» **Task instructions**
Could you copy each line of the listing below that has the word "jersey"?
^^^^
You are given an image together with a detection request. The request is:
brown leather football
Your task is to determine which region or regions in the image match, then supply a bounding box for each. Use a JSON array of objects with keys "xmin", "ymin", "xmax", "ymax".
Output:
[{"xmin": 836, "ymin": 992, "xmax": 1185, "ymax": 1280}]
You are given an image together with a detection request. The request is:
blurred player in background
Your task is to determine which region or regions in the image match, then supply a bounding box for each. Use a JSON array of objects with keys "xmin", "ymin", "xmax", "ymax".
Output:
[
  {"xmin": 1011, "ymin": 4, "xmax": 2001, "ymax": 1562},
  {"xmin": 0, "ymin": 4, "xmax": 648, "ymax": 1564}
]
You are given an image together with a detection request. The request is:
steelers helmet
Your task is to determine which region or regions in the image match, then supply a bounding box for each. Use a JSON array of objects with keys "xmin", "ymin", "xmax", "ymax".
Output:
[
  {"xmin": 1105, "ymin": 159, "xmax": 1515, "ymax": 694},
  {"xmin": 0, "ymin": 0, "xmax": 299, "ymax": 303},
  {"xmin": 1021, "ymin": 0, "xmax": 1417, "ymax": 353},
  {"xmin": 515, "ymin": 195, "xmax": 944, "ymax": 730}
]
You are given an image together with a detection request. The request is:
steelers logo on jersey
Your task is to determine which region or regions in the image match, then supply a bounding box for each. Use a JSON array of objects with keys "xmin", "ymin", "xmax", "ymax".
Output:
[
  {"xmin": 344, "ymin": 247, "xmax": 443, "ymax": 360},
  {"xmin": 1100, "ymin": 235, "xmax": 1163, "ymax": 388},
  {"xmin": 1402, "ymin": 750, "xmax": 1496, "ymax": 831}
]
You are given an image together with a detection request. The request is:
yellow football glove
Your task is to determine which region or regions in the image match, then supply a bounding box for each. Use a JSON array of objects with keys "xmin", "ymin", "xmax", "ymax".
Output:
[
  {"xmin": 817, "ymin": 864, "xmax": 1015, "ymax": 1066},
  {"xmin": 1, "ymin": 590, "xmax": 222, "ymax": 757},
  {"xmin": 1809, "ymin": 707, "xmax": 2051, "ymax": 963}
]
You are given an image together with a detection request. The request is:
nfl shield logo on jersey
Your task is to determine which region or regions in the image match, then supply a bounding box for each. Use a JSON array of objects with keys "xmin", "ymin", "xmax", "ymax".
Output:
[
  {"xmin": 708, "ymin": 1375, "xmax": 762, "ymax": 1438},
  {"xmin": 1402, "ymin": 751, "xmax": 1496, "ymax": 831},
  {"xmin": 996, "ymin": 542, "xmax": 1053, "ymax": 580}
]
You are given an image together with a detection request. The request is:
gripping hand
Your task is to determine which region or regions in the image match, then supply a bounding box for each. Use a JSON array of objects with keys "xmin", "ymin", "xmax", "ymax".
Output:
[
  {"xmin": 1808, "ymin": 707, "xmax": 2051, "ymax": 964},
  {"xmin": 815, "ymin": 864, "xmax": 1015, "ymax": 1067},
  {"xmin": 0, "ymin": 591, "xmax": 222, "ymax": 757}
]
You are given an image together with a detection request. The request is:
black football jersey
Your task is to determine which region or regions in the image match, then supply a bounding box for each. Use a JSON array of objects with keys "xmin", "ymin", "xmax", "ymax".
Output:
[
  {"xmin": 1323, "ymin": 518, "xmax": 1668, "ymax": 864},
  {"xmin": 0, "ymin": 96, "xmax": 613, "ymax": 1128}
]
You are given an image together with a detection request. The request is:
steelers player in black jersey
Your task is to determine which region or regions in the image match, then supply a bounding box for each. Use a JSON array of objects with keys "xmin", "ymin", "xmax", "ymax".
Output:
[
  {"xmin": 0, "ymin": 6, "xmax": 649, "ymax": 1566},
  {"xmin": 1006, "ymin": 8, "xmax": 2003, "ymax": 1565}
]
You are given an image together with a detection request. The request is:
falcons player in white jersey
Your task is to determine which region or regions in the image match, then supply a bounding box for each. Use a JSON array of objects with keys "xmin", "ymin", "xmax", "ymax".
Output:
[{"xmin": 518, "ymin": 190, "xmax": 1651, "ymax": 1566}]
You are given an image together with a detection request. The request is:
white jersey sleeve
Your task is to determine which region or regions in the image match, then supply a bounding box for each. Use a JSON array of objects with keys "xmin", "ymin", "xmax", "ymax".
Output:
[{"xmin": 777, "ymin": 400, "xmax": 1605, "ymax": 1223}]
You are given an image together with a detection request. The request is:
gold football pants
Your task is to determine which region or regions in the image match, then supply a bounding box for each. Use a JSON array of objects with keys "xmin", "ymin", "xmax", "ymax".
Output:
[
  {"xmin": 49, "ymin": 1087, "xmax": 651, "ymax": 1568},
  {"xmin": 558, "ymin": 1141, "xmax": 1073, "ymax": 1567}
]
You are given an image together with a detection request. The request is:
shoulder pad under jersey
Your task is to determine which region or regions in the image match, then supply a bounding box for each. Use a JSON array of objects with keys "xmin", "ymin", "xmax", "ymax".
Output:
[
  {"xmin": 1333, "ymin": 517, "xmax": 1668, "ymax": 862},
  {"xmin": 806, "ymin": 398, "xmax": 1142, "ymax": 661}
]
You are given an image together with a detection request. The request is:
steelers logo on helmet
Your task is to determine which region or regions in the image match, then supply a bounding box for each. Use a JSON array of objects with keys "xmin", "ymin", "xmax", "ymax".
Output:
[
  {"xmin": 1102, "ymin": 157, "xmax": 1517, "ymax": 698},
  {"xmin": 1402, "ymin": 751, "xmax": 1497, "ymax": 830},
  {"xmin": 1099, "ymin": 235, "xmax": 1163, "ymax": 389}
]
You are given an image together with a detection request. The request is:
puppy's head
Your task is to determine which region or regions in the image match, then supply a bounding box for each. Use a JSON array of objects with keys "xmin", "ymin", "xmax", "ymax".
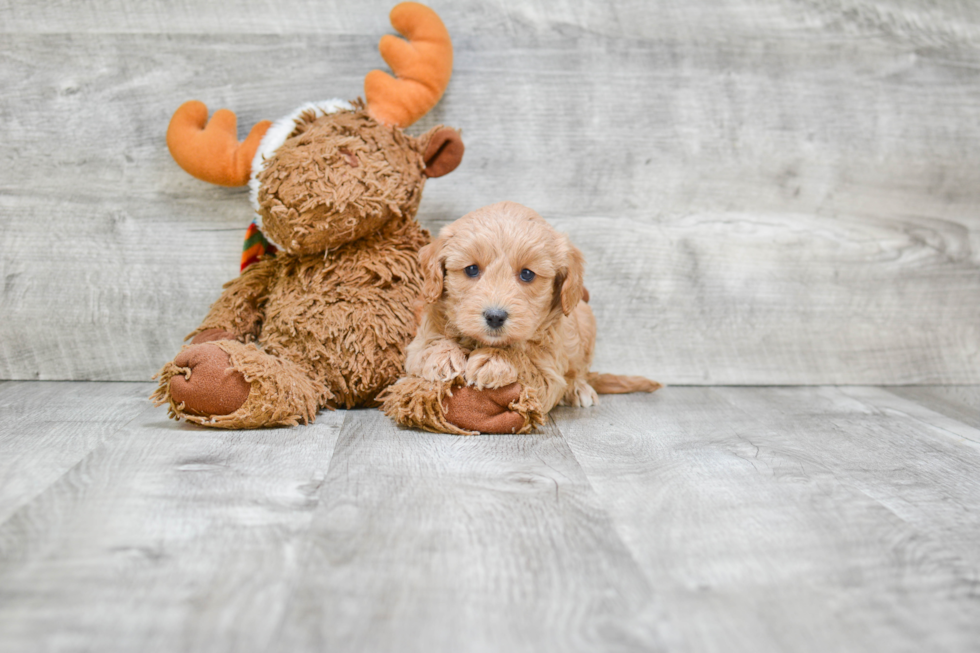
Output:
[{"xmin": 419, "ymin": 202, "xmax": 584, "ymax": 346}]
^^^^
» **Problem solution**
steelers logo on jersey
nfl shield logo on jersey
black football jersey
steelers player in black jersey
falcons player in white jersey
white jersey sleeve
shoulder pad under jersey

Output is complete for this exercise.